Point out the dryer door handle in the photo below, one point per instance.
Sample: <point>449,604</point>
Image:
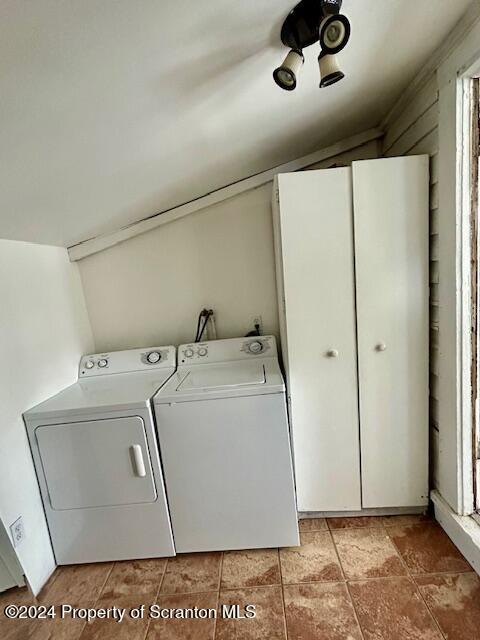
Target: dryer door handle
<point>137,460</point>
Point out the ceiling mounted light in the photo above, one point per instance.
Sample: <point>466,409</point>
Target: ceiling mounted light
<point>286,75</point>
<point>309,22</point>
<point>329,70</point>
<point>334,33</point>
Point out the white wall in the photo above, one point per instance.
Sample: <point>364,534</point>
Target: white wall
<point>427,119</point>
<point>149,289</point>
<point>415,131</point>
<point>44,328</point>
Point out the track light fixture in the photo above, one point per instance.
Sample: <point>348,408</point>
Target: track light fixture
<point>329,70</point>
<point>309,22</point>
<point>286,75</point>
····················
▶ _Exercise goal_
Write out all the material above again, with its requests and sample points unchanged, but raise both coordinates of every answer point by 101. Leave the pictures out.

▶ _Written response_
Point out the dryer door handle in the photo below, one point per instance.
Sample: <point>449,604</point>
Image:
Target: dryer door handle
<point>238,561</point>
Point out the ceiling mounted light in the photo above, one point per instance.
Sample: <point>466,409</point>
Target: ceiling mounted light
<point>387,176</point>
<point>410,123</point>
<point>430,171</point>
<point>435,134</point>
Point out the white wall in the photo above, one point per instance.
Sample: <point>364,534</point>
Target: white wall
<point>528,220</point>
<point>250,390</point>
<point>516,232</point>
<point>145,429</point>
Point out the track light fixture in the photo above, one point per instance.
Sample: <point>348,408</point>
Target: track light fixture
<point>430,171</point>
<point>410,123</point>
<point>387,176</point>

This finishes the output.